Exercise instructions
Repeat the material below exactly, line for line.

Extracted entries
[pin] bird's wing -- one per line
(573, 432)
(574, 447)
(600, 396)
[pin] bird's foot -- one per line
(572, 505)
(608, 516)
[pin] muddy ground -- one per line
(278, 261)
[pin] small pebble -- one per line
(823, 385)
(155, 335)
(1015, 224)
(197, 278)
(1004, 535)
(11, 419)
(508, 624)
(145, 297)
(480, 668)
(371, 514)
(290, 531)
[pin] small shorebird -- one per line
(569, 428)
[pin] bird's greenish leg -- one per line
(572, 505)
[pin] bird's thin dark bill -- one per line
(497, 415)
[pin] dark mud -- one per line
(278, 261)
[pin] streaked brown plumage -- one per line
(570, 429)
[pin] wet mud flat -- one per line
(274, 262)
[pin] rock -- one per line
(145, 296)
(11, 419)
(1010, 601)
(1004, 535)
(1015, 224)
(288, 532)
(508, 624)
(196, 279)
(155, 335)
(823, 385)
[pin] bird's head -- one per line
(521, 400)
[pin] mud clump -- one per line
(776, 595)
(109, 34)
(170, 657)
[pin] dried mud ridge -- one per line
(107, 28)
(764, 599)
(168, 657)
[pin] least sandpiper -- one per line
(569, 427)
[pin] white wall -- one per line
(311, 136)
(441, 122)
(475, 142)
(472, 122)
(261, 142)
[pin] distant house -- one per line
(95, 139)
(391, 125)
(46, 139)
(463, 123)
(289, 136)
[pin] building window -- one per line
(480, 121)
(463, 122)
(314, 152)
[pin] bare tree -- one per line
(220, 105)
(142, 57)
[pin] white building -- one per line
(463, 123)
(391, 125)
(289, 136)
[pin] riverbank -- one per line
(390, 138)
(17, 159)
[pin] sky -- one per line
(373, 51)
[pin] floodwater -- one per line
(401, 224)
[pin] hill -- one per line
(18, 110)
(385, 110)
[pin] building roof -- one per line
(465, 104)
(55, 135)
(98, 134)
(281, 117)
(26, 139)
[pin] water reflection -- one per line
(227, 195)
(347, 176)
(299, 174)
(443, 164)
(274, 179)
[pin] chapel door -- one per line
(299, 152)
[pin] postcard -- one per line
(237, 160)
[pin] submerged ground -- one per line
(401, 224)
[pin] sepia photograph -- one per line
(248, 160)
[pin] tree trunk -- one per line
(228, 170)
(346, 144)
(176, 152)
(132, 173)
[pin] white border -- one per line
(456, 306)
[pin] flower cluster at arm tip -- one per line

Answer box
[pin] bird's wing -- one per line
(573, 432)
(574, 447)
(600, 396)
[pin] bird's foot -- one per line
(572, 505)
(608, 516)
[pin] muddy ground -- one per line
(278, 261)
[pin] small pebble -- one per line
(823, 385)
(155, 335)
(1015, 224)
(197, 278)
(1004, 535)
(11, 419)
(508, 624)
(145, 297)
(480, 668)
(371, 514)
(290, 531)
[pin] small shorebird -- one per line
(569, 428)
[pin] bird's greenish leg -- one per line
(572, 505)
[pin] bird's thin dark bill -- one per line
(497, 415)
[pin] dark mud -- one per line
(278, 261)
[pin] streaked brown plumage -- one per line
(570, 429)
[pin] wet mud flat -- one per line
(274, 262)
[pin] rock -- one per line
(145, 296)
(11, 419)
(1010, 601)
(1004, 535)
(1015, 224)
(288, 532)
(508, 624)
(196, 279)
(155, 335)
(823, 385)
[pin] bird's head -- one per line
(521, 400)
[pin] mud clump -- one per line
(776, 595)
(109, 34)
(170, 657)
[pin] dried mud ridge -- one per line
(107, 28)
(764, 599)
(168, 657)
[pin] least sandpiper -- one per line
(569, 427)
[pin] white wall -- one per line
(311, 136)
(441, 122)
(475, 142)
(472, 122)
(261, 142)
[pin] distant house -- one per line
(95, 139)
(391, 125)
(46, 139)
(463, 123)
(289, 136)
[pin] building window -- one per line
(480, 121)
(463, 122)
(314, 152)
[pin] bare tree -- one per line
(220, 105)
(142, 57)
[pin] white building -- one per line
(463, 123)
(391, 125)
(289, 136)
[pin] riverbank -- one per line
(390, 138)
(17, 159)
[pin] sky -- one per line
(373, 51)
[pin] floodwater -- one per line
(401, 224)
[pin] hill -- one per line
(18, 110)
(385, 110)
[pin] building roof -- one per line
(465, 104)
(55, 135)
(98, 134)
(281, 117)
(26, 139)
[pin] water reflection -- one per line
(227, 195)
(347, 176)
(299, 174)
(443, 164)
(274, 179)
[pin] chapel door -- one per line
(299, 152)
[pin] postcard -- one per line
(237, 160)
[pin] submerged ground -- one per line
(401, 224)
[pin] sepia photograph -- one per line
(248, 160)
[pin] tree trunk -- one per line
(228, 170)
(346, 144)
(176, 152)
(132, 173)
[pin] white border -- one per line
(456, 306)
[pin] flower cluster at arm tip -- one per line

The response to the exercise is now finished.